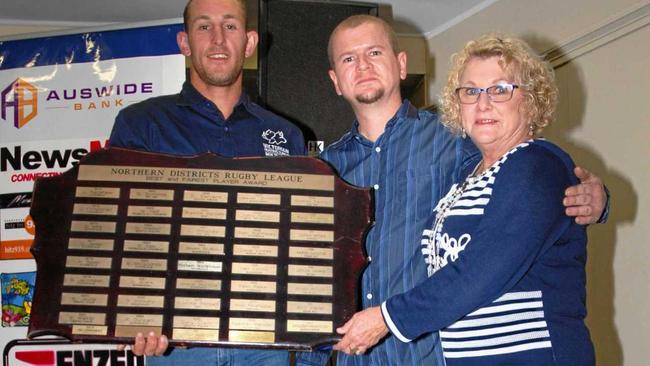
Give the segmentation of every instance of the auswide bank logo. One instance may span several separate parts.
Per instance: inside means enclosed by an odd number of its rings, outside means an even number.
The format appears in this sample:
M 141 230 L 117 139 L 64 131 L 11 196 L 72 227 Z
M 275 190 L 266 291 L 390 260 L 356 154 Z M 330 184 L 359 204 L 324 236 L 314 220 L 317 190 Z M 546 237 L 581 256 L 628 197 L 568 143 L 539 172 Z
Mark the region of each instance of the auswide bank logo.
M 13 122 L 16 128 L 25 126 L 38 114 L 38 89 L 21 78 L 9 84 L 0 98 L 0 117 Z

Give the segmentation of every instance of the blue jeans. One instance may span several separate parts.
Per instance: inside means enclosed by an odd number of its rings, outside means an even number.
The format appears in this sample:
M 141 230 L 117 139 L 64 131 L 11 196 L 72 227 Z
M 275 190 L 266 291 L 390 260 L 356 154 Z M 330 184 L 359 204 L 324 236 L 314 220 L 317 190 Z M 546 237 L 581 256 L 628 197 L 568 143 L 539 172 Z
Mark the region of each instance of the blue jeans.
M 266 351 L 238 348 L 174 348 L 161 357 L 147 357 L 146 366 L 288 366 L 288 351 Z

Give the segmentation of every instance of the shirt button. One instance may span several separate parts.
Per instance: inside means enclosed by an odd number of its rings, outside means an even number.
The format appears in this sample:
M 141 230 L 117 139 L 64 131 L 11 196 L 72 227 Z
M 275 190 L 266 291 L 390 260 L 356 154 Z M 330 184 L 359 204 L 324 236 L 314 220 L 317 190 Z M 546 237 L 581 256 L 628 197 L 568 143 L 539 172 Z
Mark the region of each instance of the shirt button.
M 368 256 L 368 262 L 372 262 L 372 257 Z
M 230 131 L 230 127 L 224 127 L 223 130 L 224 131 Z
M 368 300 L 372 300 L 372 294 L 367 294 L 367 295 L 366 295 L 366 299 L 368 299 Z
M 378 190 L 379 189 L 379 184 L 375 184 L 374 186 L 372 186 L 372 188 L 374 188 L 375 191 Z
M 376 151 L 376 152 L 380 152 L 380 151 L 381 151 L 381 147 L 377 146 L 377 147 L 375 148 L 375 151 Z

### WHAT NEEDS TO BE DONE
Respond with only the number of lines in the data that include the string "several".

### TASK ANSWER
3